(Source data)
• • • •
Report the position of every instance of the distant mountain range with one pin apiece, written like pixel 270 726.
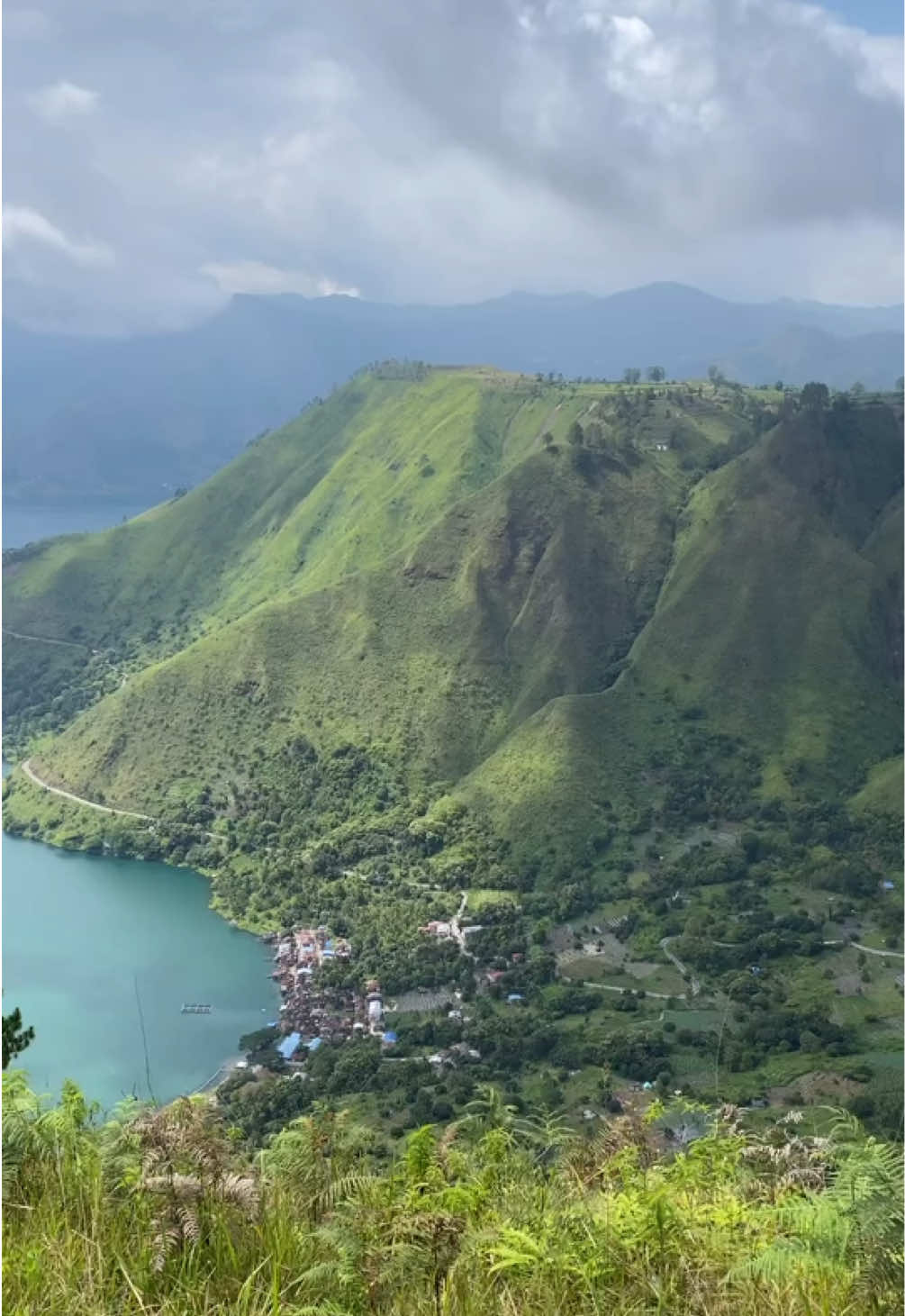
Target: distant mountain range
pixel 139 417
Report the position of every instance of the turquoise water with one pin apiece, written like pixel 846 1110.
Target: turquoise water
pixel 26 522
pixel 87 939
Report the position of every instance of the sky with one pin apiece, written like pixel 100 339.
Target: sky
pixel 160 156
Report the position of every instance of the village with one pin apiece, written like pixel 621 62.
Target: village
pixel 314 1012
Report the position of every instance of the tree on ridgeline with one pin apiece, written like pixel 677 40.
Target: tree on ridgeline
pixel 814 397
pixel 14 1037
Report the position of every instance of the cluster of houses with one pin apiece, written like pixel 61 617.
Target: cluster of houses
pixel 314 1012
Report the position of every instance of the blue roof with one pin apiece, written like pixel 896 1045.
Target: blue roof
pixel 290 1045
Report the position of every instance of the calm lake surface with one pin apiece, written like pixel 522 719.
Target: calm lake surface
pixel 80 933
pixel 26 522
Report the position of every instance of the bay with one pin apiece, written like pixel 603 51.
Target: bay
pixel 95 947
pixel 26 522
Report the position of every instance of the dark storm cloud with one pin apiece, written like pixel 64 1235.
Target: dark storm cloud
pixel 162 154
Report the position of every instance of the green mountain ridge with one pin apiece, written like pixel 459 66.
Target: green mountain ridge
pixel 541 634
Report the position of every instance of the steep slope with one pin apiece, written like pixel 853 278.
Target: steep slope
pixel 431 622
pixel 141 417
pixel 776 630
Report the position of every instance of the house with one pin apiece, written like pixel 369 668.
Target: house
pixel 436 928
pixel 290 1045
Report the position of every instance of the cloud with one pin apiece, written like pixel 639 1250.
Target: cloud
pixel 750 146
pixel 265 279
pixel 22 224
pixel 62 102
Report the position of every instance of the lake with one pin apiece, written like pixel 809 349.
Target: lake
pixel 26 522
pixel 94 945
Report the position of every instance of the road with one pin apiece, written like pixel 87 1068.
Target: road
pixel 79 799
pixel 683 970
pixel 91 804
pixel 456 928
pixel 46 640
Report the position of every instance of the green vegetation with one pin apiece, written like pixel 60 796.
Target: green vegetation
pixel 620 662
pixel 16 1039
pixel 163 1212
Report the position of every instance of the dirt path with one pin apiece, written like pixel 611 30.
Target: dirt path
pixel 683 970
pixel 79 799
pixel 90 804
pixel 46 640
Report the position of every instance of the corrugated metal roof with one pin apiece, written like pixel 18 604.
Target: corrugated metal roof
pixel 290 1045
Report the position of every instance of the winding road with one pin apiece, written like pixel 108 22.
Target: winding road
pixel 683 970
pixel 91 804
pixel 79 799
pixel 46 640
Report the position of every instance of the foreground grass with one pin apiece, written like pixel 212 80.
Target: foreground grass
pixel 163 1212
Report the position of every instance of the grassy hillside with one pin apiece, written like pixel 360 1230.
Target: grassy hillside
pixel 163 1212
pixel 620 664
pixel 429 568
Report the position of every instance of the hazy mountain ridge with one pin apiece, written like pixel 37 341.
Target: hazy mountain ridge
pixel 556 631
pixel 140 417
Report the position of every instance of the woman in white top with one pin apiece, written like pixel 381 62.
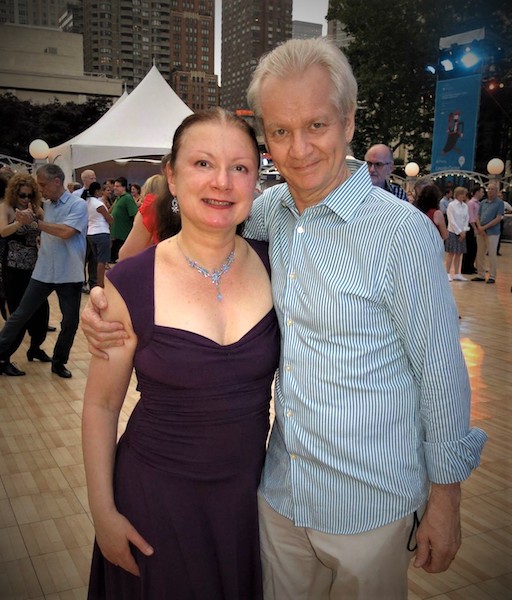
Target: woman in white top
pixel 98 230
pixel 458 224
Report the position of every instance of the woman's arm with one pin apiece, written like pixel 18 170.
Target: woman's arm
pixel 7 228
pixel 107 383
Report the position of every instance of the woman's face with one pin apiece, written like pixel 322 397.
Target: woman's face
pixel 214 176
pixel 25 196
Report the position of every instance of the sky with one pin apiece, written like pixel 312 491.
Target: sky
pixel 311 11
• • • •
Can you copy the rows word for word, starting with the line that contains "Report the position of every instance of the winding" and going on through the last of the rows, without the pictures?

*Written response*
Report the position of every instance of the winding road with one pin apiece, written like pixel 108 22.
Target: winding road
pixel 683 970
pixel 91 804
pixel 79 799
pixel 46 640
Report the position of every instance of the foreground grass with one pin apiece, written like pixel 212 80.
Target: foreground grass
pixel 163 1212
Report the position of every instance of the grassy hillside with one pin apiece, written like pixel 360 1230.
Target: grassy hillside
pixel 163 1212
pixel 620 664
pixel 429 568
Report the position of every instance of the hazy mountain ridge with one pin apiece, written like pixel 37 341.
Target: hazy mountain ridge
pixel 556 631
pixel 140 417
Report the position of every instance of the woman in white top with one pin apiece, written like pixel 381 62.
Target: woman in white top
pixel 98 230
pixel 458 224
Report the position of every instance of the woman's arm with one pin apiece, written like pixel 18 170.
Target: woman's arm
pixel 7 228
pixel 107 383
Report the position of every instance of the woman's face with one pin apiece, written like pixel 322 397.
Target: woman's face
pixel 214 176
pixel 25 196
Report the position of every instance of the sky with one pin apiece, written like pixel 312 491.
Target: sky
pixel 311 11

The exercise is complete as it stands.